Reproduce every one of the entries below verbatim, leaving the pictures out of your copy.

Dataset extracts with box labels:
□ □ □
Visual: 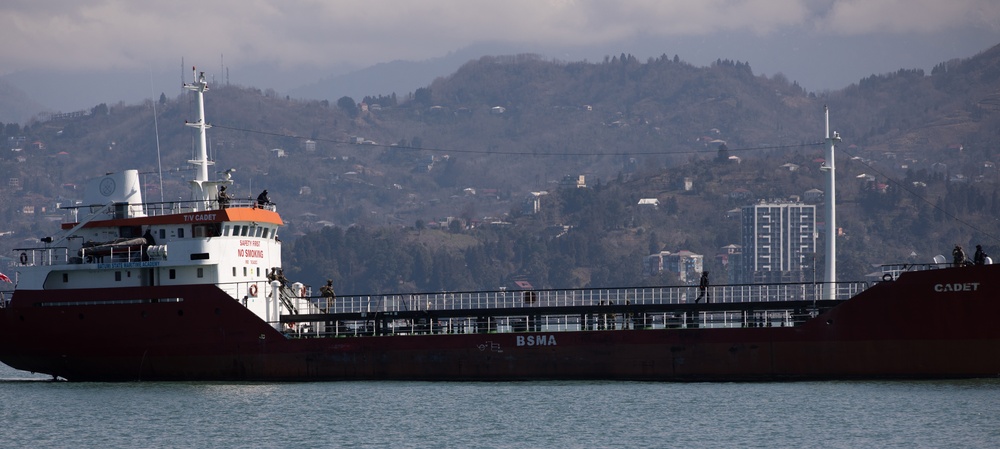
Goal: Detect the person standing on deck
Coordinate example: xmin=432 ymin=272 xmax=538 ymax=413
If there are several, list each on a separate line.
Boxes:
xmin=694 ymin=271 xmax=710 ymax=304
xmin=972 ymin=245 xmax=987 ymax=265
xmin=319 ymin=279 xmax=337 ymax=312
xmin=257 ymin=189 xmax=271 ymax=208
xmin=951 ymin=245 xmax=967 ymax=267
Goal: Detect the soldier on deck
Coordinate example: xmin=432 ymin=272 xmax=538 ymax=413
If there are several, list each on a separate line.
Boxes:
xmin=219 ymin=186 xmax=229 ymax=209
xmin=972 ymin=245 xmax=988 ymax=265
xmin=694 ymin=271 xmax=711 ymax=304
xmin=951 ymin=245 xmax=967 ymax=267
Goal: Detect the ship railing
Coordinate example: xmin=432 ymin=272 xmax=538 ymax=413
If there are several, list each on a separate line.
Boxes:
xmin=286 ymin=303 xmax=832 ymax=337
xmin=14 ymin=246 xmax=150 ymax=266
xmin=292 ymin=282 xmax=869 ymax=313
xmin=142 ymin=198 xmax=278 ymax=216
□ □ □
## Reply to the task
Visual: 
Goal: Detect the person standing on deck
Coordinate example: xmin=432 ymin=272 xmax=538 ymax=413
If there are several, list each on a separate line.
Boxes:
xmin=694 ymin=271 xmax=710 ymax=304
xmin=972 ymin=245 xmax=987 ymax=265
xmin=319 ymin=279 xmax=337 ymax=312
xmin=257 ymin=189 xmax=271 ymax=208
xmin=951 ymin=245 xmax=967 ymax=267
Goal: Detect the soldier on deck
Coordinate example: xmin=432 ymin=272 xmax=538 ymax=413
If there are several, list each on a separate line.
Boxes:
xmin=219 ymin=186 xmax=229 ymax=209
xmin=972 ymin=245 xmax=988 ymax=265
xmin=694 ymin=271 xmax=711 ymax=304
xmin=951 ymin=245 xmax=967 ymax=267
Goal: Detect the ship railing
Coordinate example: xmin=432 ymin=272 xmax=538 ymax=413
If there are several, list each on a separate line.
Boxes:
xmin=286 ymin=303 xmax=832 ymax=337
xmin=14 ymin=246 xmax=150 ymax=266
xmin=292 ymin=282 xmax=869 ymax=313
xmin=142 ymin=198 xmax=278 ymax=216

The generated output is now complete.